▶ RECORDS PROVIDED:
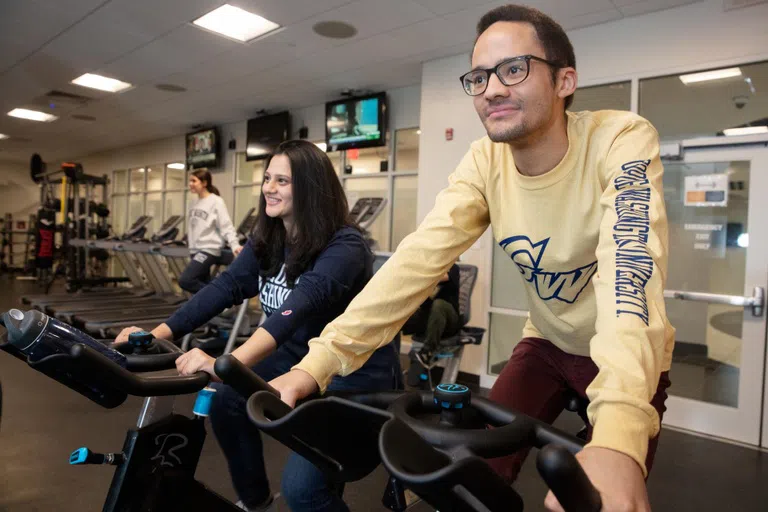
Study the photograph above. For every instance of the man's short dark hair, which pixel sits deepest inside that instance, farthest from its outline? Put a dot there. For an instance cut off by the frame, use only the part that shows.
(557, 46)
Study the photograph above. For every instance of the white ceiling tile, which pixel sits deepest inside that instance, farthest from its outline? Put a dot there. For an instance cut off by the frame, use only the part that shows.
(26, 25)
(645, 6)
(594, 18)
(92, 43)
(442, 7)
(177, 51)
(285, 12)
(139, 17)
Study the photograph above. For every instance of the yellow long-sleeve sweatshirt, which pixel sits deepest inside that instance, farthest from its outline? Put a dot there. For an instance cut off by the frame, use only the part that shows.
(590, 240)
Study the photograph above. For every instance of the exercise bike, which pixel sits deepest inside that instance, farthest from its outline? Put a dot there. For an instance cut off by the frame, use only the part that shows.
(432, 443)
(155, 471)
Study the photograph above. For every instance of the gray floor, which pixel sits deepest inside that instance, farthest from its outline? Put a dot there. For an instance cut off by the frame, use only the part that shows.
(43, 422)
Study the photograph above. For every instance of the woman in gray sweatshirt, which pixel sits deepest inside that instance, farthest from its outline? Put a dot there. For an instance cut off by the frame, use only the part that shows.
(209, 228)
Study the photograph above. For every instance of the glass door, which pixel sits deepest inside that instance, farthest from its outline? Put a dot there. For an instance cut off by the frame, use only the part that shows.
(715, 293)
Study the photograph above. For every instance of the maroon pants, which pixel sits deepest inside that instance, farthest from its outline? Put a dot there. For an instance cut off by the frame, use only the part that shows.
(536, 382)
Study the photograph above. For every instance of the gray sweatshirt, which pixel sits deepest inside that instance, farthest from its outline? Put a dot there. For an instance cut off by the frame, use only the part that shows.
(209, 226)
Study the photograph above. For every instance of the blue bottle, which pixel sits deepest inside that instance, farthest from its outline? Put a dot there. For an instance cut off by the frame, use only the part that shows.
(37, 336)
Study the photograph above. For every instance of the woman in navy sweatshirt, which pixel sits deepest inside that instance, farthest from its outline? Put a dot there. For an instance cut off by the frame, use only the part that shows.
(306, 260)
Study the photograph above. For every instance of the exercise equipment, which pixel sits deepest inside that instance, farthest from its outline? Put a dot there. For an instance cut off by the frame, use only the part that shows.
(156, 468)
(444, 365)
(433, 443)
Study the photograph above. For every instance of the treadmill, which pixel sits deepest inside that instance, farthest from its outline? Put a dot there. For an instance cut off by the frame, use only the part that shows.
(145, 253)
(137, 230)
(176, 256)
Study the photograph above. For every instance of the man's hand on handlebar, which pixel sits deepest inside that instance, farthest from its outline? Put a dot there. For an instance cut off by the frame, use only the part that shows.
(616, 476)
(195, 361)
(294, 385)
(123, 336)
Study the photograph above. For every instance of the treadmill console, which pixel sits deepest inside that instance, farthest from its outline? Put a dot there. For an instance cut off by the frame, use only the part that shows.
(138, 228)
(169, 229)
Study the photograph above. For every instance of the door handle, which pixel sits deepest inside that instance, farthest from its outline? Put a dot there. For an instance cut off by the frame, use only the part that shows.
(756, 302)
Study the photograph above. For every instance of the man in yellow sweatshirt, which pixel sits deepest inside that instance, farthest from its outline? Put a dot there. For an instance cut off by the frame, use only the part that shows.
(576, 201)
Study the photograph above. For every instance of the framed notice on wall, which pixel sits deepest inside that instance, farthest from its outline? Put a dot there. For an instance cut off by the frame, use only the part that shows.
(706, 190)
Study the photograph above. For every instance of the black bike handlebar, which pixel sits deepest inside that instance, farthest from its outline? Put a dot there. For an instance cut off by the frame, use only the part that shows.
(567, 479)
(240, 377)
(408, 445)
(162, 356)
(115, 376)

▶ EXERCISE DIRECTIONS:
Revise the records starting at the line that contains "Study the photograph above. For every instance of the door" and ending at the last line of the records: swap "framed notice" for "framed sign" and leave everything else unchanged. Output only those lines.

▶ RESULT BELOW:
Study the photograph above. For every instance of the door handle, which pixel sits deepest inside that instance, farthest from its outline? Put a dot there. For an instance cut off by the frame, use only the part that shows.
(756, 302)
Study the photograph above. For every instance of the man in yellow sweatshirt, which pixel sits deepest inside that instance, farthest from its outline? Put a dot there. For an instance cut off by the frame, use only the part that shows.
(576, 201)
Study the photograph above. For every instance of the framed sign on wall, which pixel sits deepest inside that instance, farthest from its outline? Put a dot there. For an instance cut off by the frame, use only the part that shows.
(706, 190)
Study the photograph above. For every instance of the black bike handlebar, which pixel sits deepest inside that instance, farthest from its outline? Put a dot there. For an instance cut off by the frame, use only the part that shows.
(567, 479)
(240, 377)
(408, 445)
(162, 356)
(115, 376)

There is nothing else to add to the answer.